[RAW DATA]
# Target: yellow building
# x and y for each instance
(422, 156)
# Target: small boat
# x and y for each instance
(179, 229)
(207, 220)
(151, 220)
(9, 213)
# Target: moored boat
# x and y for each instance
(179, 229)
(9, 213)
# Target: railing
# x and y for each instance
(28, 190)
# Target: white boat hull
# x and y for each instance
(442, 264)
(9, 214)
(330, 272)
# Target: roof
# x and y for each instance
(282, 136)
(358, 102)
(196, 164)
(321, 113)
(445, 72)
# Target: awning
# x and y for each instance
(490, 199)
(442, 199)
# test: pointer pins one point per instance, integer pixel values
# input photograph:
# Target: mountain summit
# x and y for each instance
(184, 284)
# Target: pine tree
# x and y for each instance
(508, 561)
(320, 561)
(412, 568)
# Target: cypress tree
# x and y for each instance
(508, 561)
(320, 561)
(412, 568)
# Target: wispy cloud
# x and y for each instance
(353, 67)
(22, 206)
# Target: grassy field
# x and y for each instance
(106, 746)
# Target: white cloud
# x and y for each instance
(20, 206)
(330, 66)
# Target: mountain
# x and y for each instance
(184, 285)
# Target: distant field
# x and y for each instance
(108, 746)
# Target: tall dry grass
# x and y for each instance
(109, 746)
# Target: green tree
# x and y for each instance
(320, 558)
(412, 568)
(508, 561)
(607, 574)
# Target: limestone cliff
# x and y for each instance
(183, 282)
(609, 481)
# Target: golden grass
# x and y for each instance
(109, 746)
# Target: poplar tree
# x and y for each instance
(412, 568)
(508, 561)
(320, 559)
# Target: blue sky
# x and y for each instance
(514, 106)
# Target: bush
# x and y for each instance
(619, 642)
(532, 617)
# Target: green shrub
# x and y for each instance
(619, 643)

[ACTIVITY]
Each line of the data must be set down again as it is.

[ANSWER AREA]
# Target: yellow building
# x and y for each instance
(422, 156)
# Target: small boat
# x and y for each instance
(179, 229)
(207, 220)
(151, 220)
(9, 213)
# Target: moored boat
# x and y for each instance
(179, 229)
(9, 213)
# Target: railing
# x and y for each instance
(28, 190)
# Target: white boat hull
# x and y for each instance
(442, 264)
(9, 214)
(330, 272)
# Target: roof
# x and y for each instance
(282, 136)
(358, 102)
(196, 164)
(321, 113)
(445, 72)
# Target: awning
# x and y for each instance
(490, 199)
(442, 199)
# test: pointer pins one point per instance, integer pixel values
# input photograph:
# Target: mountain summit
# x and y for each instance
(184, 284)
# Target: pine tree
# x and y for each instance
(508, 561)
(320, 561)
(412, 568)
# Target: cypress tree
# x and y for each instance
(508, 561)
(320, 561)
(412, 568)
# Target: wispy cloud
# x and y for each instance
(353, 67)
(22, 206)
# Target: grassy field
# x and y for each instance
(106, 746)
# Target: white cloud
# x and y for each instance
(20, 206)
(330, 66)
# Target: mountain
# x and y for each instance
(184, 285)
# Target: distant field
# x and y for each instance
(108, 746)
# Target: tall dry grass
# x and y for each instance
(109, 746)
# Target: green tree
# x and y for each instance
(320, 558)
(412, 568)
(508, 561)
(607, 574)
# Target: limestone cliff
# x and y for each instance
(183, 282)
(609, 481)
# Target: golden grass
# x and y for each instance
(109, 746)
# Target: poplar tree
# x and y for each instance
(412, 568)
(508, 561)
(320, 559)
# Target: blue sky
# x and y for each instance
(514, 106)
# Target: bush
# x and y for each instance
(619, 642)
(532, 617)
# Target: green shrub
# x and y for each instance
(619, 643)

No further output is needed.